▶ **Texte à analyser**:
103 - La secrétaire me passe Monsieur X (sans âge précis) : "Docteur, je voulais vous donner des nouvelles de Monsieur A, 49 ans. Avec l'assistante sociale nous sommes passés chez lui l'autre jour et il va mieux." Le Monsieur X sans âge précis, c'est le responsable de la curatelle de Monsieur A : J'ai vu au cabinet il y a une dizaine de jours Monsieur A, le patient, accompagné d'une charmante et jeune assistante sociale afin de savoir ce qu'il était possible de faire... Et Monsieur X d'ajouter (je rougis) : "Vous avez eu raison d'insister pour qu'il reprenne son travail... C'était très positif... J'ai appris beaucoup de choses de ce cas... Merci."
Je ne rapporte pas cela pour me faire mousser. Je rapporte cela pour dire ceci : La collaboration entre les médecins généralistes et les services sociaux est rare. Pour des raisons d'agenda, probablement, tout le monde est débordé. Pour des raisons de méconnaissance des métiers. Pour des raisons statutaires : la fonction publique au sens large contre les libéraux (et vice versa) : d'un côté les "fonctionnaires" qui pensent que les libéraux ne pensent qu'au fric, de l'autre les libéraux qui pensent que les "fonctionnaires" sont des feignants. Ces généralisations sont bien entendu hâtives mais résument assez bien, vu de loin, les croyances et les préjugés. Pour des raisons organisationnelles : le mille-feuille administratif de la France est incompréhensible de l'intérieur, mais alors, de l'extérieur...
L'appel est arrivé vers 15 heures : j'allais un peu mieux.

▶ **Les données**:
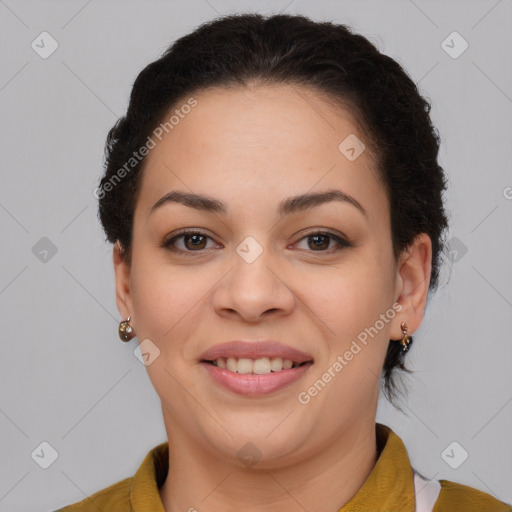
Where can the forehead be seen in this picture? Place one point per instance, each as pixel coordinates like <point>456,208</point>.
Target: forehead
<point>259,144</point>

▶ **Consigne**: Dans le texte à analyser, quel rôle Monsieur X occupe-t-il auprès de Monsieur A ? Les lignes forment un ensemble indépendant du texte.

▶ **Résultat attendu**: Il est le responsable de la curatelle de Monsieur A.